Set down all of the data exactly as it appears.

══════

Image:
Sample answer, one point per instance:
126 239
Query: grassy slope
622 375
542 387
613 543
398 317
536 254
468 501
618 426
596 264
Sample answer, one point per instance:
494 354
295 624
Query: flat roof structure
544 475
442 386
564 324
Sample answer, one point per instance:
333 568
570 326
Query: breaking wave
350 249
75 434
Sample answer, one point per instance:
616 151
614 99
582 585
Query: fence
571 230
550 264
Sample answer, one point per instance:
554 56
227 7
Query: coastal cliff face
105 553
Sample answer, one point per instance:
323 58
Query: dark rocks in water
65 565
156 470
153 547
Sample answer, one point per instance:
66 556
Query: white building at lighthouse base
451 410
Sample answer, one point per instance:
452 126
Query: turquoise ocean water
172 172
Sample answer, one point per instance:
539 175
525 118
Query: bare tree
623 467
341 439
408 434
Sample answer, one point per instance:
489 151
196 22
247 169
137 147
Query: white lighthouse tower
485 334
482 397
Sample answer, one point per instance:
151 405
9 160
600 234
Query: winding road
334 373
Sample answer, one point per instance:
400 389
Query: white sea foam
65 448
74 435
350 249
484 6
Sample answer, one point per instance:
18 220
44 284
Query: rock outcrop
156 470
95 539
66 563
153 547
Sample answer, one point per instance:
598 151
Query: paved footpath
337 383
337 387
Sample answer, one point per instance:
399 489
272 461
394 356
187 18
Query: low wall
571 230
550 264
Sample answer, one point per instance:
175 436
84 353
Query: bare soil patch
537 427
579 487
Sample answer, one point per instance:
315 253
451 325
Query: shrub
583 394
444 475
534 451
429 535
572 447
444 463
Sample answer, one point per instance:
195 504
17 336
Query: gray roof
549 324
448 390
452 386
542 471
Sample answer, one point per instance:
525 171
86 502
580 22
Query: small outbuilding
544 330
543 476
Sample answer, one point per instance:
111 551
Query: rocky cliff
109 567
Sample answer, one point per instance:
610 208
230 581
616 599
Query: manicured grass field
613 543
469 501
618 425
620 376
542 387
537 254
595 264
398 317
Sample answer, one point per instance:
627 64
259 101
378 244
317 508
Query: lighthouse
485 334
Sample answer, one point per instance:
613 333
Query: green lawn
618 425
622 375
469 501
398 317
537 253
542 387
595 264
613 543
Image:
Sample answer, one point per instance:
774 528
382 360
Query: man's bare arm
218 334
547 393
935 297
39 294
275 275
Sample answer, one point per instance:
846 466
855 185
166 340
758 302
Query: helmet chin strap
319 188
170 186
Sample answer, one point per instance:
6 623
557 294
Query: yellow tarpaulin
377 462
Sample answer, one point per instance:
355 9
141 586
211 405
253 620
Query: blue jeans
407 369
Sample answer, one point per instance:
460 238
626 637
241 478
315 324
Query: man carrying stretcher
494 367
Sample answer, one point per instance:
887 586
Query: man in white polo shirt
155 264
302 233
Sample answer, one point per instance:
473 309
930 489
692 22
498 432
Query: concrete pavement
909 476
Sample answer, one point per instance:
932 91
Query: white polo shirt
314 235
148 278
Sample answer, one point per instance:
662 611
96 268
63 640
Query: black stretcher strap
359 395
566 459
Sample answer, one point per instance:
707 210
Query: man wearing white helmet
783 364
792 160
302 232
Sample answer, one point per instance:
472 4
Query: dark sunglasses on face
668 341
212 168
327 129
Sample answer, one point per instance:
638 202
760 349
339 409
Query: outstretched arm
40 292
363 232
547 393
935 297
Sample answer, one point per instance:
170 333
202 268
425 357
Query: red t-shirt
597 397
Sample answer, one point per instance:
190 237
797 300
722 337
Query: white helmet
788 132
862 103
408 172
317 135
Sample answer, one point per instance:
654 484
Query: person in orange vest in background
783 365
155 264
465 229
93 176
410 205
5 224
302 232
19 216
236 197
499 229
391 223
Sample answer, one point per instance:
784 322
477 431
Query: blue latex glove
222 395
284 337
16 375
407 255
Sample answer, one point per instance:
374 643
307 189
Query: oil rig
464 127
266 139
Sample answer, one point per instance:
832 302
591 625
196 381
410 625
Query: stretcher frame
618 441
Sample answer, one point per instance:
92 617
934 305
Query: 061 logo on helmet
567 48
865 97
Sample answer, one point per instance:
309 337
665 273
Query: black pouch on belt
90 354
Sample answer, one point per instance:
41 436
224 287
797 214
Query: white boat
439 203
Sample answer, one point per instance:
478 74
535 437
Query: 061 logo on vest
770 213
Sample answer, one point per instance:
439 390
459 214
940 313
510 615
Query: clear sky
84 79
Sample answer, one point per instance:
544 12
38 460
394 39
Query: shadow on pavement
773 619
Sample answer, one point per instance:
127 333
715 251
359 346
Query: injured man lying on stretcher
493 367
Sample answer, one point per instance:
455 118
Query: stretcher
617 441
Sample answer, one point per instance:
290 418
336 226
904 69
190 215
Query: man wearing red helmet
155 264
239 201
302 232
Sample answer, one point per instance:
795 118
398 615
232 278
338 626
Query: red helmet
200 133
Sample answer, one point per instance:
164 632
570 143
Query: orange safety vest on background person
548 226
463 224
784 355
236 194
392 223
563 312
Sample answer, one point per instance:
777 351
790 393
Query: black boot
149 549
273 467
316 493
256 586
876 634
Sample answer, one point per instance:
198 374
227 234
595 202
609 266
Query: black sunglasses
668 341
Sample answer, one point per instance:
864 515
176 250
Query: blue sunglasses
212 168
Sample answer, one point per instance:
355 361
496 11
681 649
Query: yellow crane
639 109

══════

- **Correct answer**
Image:
Sample answer, one point per instance:
126 239
Query: grassy slope
622 375
542 387
613 543
398 317
536 254
468 501
618 426
596 264
Sample answer, one point per instance:
494 354
295 624
Query: flat roof structure
544 475
442 386
564 324
Sample answer, one point per instance:
333 568
570 326
Query: breaking wave
350 249
75 434
Sample answer, one point per instance:
616 151
614 99
582 585
Query: fence
571 230
550 264
Sample answer, one point per instance:
554 56
227 7
Query: coastal cliff face
105 553
Sample answer, one point per instance:
323 58
Query: dark rocks in water
65 565
156 470
153 547
Sample answer, one point per instance:
66 556
Query: white building at lighthouse base
451 410
Sample answer, one point per instance:
452 126
Query: turquoise ocean water
172 172
Sample answer, one point per instance:
539 175
525 118
Query: bare tree
623 467
341 439
408 434
Sample answer, one point per instance:
489 151
196 22
247 169
137 147
Query: white lighthouse tower
485 334
482 397
Sample answer, one point per instance:
151 405
9 160
600 234
Query: winding road
334 373
Sample answer, one point per instance:
400 389
Query: white sea foam
65 448
74 435
350 249
484 6
Sample answer, one point per instance:
18 220
44 284
Query: rock outcrop
156 470
95 539
66 563
153 547
Sample answer, one point per instance:
598 151
Query: paved footpath
337 383
337 387
Sample answer, one point per instance:
399 489
272 461
394 356
187 18
Query: low wall
571 230
550 264
Sample answer, one point per instance:
175 436
84 353
Query: bare soil patch
537 427
579 487
Sample answer, one point per instance:
315 253
451 325
Query: shrub
583 394
444 475
534 451
429 535
572 447
444 463
Sample answer, one point per instance:
195 504
17 336
Query: gray roof
549 324
448 390
452 386
542 471
Sample answer, one point per instance:
525 171
86 502
580 22
Query: small outbuilding
544 330
543 476
Sample answer, one point per instance:
111 551
Query: rocky cliff
109 567
Sample answer, one point per instance:
610 208
230 581
616 599
Query: manicured grass field
613 543
469 501
618 425
620 376
542 387
537 254
595 264
398 317
Sample answer, one point per instance:
627 64
259 101
378 244
317 508
Query: lighthouse
485 334
Sample answer, one point per instance:
613 333
Query: green lawn
618 425
622 375
469 501
398 317
537 253
542 387
595 264
613 543
Image:
Sample answer, one point per instance:
774 528
382 360
Query: man's bare arm
218 334
547 393
935 297
39 294
275 275
Sample answer, one point per instance:
846 466
855 185
166 340
758 302
Query: helmet chin strap
319 188
170 186
Sample answer, one point per instance:
6 623
557 294
Query: yellow tarpaulin
377 462
Sample answer, one point per instance:
355 9
141 586
211 405
253 620
Query: blue jeans
407 369
Sample answer, one point per instance:
460 238
626 637
241 478
315 324
Query: man carrying stretcher
494 367
Sample answer, one point per instance:
887 586
Query: man in white polo shirt
155 264
302 233
Sample answer, one point per instance:
473 309
930 489
692 22
498 432
Query: concrete pavement
909 476
Sample answer, one point per instance:
932 91
Query: white polo shirt
314 235
148 278
Sample answer, one point per instance:
662 611
96 268
63 640
Query: black stretcher strap
359 395
566 459
Sample answer, one point per instance:
707 210
Query: man wearing white helmet
783 364
792 160
302 232
Sample answer, one point per instance:
472 4
Query: dark sunglasses on face
668 341
212 168
327 129
Sample answer, one point per instance:
638 202
760 349
339 409
Query: outstretched arm
40 292
363 232
547 393
935 297
Sample answer, one point per instance:
170 333
202 268
425 357
Query: red t-shirt
597 397
Sample answer, one point per instance:
190 237
797 300
722 337
Query: white helmet
788 132
862 103
408 172
317 135
Sample answer, one point per instance:
654 484
Query: person in orange vest in background
783 365
155 264
465 229
93 176
410 205
5 224
302 232
19 216
236 197
499 229
391 223
Sample answer, one point per instance:
784 322
477 431
Query: blue latex glove
222 395
284 337
16 375
407 255
Sample answer, one point per instance:
374 643
307 189
Query: oil rig
464 127
266 139
Sample answer, one point per instance:
832 302
591 625
196 381
410 625
Query: stretcher frame
618 441
Sample answer, one point per instance:
92 617
934 305
Query: 061 logo on helmet
567 48
865 97
Sample answer, one point per instance:
309 337
665 273
Query: black pouch on belt
90 354
Sample answer, one point per instance:
41 436
224 287
797 214
Query: white boat
439 203
Sample answer, one point per instance:
478 74
535 437
Query: 061 logo on vest
770 213
Sample answer, one point per instance:
439 390
459 214
940 313
510 615
Query: clear sky
84 79
Sample answer, one point per instance:
544 12
38 460
394 39
Query: shadow on pavement
773 619
Sample answer, one point per instance:
127 333
715 251
359 346
Query: injured man lying on stretcher
493 367
Sample answer, one point per instance:
455 118
Query: stretcher
617 441
Sample answer, one point per instance:
290 418
336 226
904 69
190 215
Query: man wearing red helmet
155 264
239 201
302 232
Sample answer, one point per instance:
795 118
398 615
232 278
338 626
Query: red helmet
200 133
Sample answer, one point per instance:
164 632
570 143
Query: orange safety vest on background person
548 226
463 224
784 355
236 194
392 223
563 312
Sample answer, one point per instance:
777 351
790 393
Query: black boot
149 549
273 467
316 493
256 586
876 634
Sample answer, one point per instance:
198 374
227 234
595 202
609 266
Query: black sunglasses
668 341
Sample answer, one point per instance:
864 515
176 250
Query: blue sunglasses
212 168
Sample answer, one point per instance:
355 361
496 11
681 649
Query: yellow crane
639 109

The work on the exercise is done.